• **WORK TO COMPLETE**:
All of the entries below should be printed exactly; the pictures are to be left out.

• **RECORDS SHOWN**:
>>>

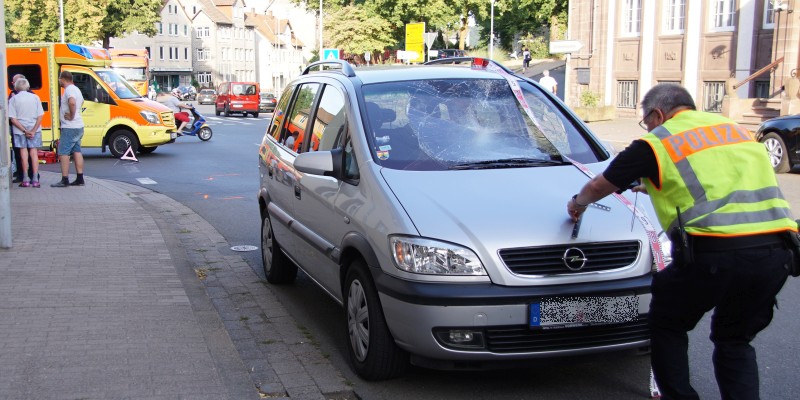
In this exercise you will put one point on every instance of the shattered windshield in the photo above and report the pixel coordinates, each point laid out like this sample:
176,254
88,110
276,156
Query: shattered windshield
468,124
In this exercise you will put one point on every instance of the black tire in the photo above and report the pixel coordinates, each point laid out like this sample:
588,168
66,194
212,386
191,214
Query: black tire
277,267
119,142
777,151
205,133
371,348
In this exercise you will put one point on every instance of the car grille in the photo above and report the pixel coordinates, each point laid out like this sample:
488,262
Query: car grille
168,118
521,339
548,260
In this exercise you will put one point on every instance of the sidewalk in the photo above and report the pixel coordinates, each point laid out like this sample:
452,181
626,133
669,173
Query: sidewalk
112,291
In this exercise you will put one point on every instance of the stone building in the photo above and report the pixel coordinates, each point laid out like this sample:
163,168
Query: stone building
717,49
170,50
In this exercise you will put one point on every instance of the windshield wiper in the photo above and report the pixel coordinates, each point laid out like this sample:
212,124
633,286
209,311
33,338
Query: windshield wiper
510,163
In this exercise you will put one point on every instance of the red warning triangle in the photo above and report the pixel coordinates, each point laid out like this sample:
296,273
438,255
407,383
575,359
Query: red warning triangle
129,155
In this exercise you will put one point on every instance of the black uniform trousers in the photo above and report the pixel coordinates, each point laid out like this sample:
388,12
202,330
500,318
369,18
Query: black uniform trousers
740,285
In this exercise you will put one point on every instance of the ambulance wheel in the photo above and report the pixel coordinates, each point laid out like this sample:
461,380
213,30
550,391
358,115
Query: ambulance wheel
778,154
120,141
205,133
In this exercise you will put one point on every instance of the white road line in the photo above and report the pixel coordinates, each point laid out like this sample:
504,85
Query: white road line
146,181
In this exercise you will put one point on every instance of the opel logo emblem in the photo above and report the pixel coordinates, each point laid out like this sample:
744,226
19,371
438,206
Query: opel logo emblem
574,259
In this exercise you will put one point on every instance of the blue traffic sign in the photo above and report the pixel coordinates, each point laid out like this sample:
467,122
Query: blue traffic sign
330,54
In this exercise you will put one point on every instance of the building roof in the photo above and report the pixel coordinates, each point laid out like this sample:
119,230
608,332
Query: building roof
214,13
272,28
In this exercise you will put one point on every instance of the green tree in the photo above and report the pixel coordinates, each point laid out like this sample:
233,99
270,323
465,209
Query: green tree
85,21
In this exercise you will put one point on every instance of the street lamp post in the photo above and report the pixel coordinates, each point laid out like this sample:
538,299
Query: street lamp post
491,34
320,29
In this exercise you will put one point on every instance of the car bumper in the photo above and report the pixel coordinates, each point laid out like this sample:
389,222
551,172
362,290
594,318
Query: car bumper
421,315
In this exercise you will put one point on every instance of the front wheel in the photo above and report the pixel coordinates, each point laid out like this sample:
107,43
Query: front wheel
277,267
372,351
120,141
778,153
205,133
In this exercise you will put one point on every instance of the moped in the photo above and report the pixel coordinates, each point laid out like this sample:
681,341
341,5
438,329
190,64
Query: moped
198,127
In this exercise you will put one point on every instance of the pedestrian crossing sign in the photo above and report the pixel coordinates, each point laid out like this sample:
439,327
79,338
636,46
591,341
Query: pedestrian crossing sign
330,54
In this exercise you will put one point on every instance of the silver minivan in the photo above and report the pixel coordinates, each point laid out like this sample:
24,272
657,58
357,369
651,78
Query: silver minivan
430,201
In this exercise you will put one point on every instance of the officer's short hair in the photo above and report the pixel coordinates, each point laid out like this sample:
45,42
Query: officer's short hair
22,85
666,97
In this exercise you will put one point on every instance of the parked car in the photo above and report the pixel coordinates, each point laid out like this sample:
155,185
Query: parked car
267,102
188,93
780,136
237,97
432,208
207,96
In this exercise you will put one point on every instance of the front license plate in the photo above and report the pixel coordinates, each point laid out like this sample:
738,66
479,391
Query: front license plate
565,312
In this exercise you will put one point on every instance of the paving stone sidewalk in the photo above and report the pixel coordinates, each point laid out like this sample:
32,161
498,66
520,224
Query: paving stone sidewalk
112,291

<<<

• **EXERCISE RESPONSE**:
In this exercise you will put one point on every instance of the shattered windshield in the photo above and report the pixel coordinates, each point laid out like this sample:
176,254
88,110
276,156
Query: shattered windshield
468,124
In this exercise you will put one point on every instance of the black tire in the photo above and report the pixel coordinates, each point laid out like this sample:
588,168
66,194
212,386
191,214
Query: black tire
277,267
119,142
777,151
205,133
371,348
In this exercise you will put one point on every instance of the car grille in the photo above and report the pixel coordinates, each point laid out like this sample:
488,262
Query: car grille
168,118
521,339
548,260
In this exercise you will put one point on every instance of the sidewalk in the photo above and report the pixel coordinates, each point laid out like this sample:
452,181
626,133
669,173
Query: sidewalk
112,291
In this exercise you will put one point on every instance of the stone building in the photo above and report the pixel coordinates, each point laid out like this sample:
163,168
Query: stone building
717,49
170,50
In this exercise you will put one point on every instance of the windshield wiper in the photo above and report the pixel coordinates, each point laid out like this sample:
212,124
633,286
209,311
33,338
Query: windshield wiper
510,163
In this exercise you will put one point on every instance of the red warning triangle in the photo above and report the pixel coordinates, each point laid out like this sample:
296,273
438,255
407,383
575,359
Query: red warning triangle
129,155
In this exercise you will put one point on every instance of the black uniform trousers in the photo above and report the pixel coordinates, each point laid out like this sample:
388,12
202,330
500,318
369,18
Query: black uniform trousers
740,285
In this exercise you will put one point on every instance of the ambulance wheel in the photo above and report the pixel coordinates, each point laid out like this sample:
461,380
213,30
550,391
358,115
Query: ambulance wheel
778,154
120,141
205,133
In this exercise you will put one point on every instance of the white road line in the photo above and report the pixel coordinates, each point laid out like this sample:
504,85
Query: white road line
146,181
In this exercise you will put one point on every instance of the opel logo emblem in the photo above and report the pixel coordinates, each point laid out like this sample:
744,226
19,371
438,206
Query: opel logo emblem
574,259
In this exercise you will put one point on every instance of the blue traffic sign in the photo above and report the pixel coordinates, each point laid out like this sample:
467,122
Query: blue traffic sign
330,54
In this exercise you will put one point on every instance of the building roof in the photo above and report the pixel coordinates, each point laid out like this sample:
119,230
608,332
Query: building roof
214,13
272,28
In this exercise you will put one point on every instance of the green tree in the photo above and report the pixel coordinates, each point laid out like this sample:
233,99
270,323
465,209
Query: green tree
85,21
In this exercise you will put one point on every instance of the street lamp post in the photo above and report the pixel coordinates, each point laid out like this sample:
538,299
Query: street lamp post
491,34
320,29
In this exercise you will put one point on every instance of the car bumper in the photo above and report the pixel coordinates, each point laid out like this sample:
389,222
551,172
362,290
594,318
Query: car bumper
421,315
In this exercise you will put one point on every instance of the front wheel in the photo above and report the pixel coordinates, each point laid out like this sample:
107,43
Query: front wheel
277,267
372,351
120,141
778,153
205,133
In this exercise you will put one point on every instance of the moped in the photo above and report the pixel coordinates, each point laid out like this sample:
681,341
341,5
438,329
190,64
Query: moped
198,127
In this exercise you will put one point on every instance of the pedestrian crossing sign in the photo above and report the pixel coordinates, each point laid out like this sample:
439,327
79,338
636,46
591,341
Query: pedestrian crossing sign
330,54
In this exercise you will put one point on every instance of the silver minivan in the photo above and report the pixel coordinates, each point laid out like this sample:
24,272
657,58
357,369
651,78
Query: silver minivan
430,201
In this exercise you will put one point on every instance of the officer's short hair in the photo above and report the pixel coordinates, each point laid out like this sample:
45,42
Query: officer's short hair
22,85
666,97
In this exercise you will put one point on every instance of the parked car in the photo above and report the pixel coordinates, each point laid out like this sample:
155,185
Query: parked car
267,102
188,93
780,136
237,97
432,208
207,96
In this exercise you will put one point on every instance of the front license plate in the photo above and report the pixel coordinates, each point laid out like this sample:
738,66
479,391
Query: front license plate
565,312
In this exercise you will put one point on every instance of the paving stone sidewalk in the photo above and report the pixel coordinates, each point laid out like this sample:
32,161
498,66
520,224
Query: paving stone sidewalk
112,291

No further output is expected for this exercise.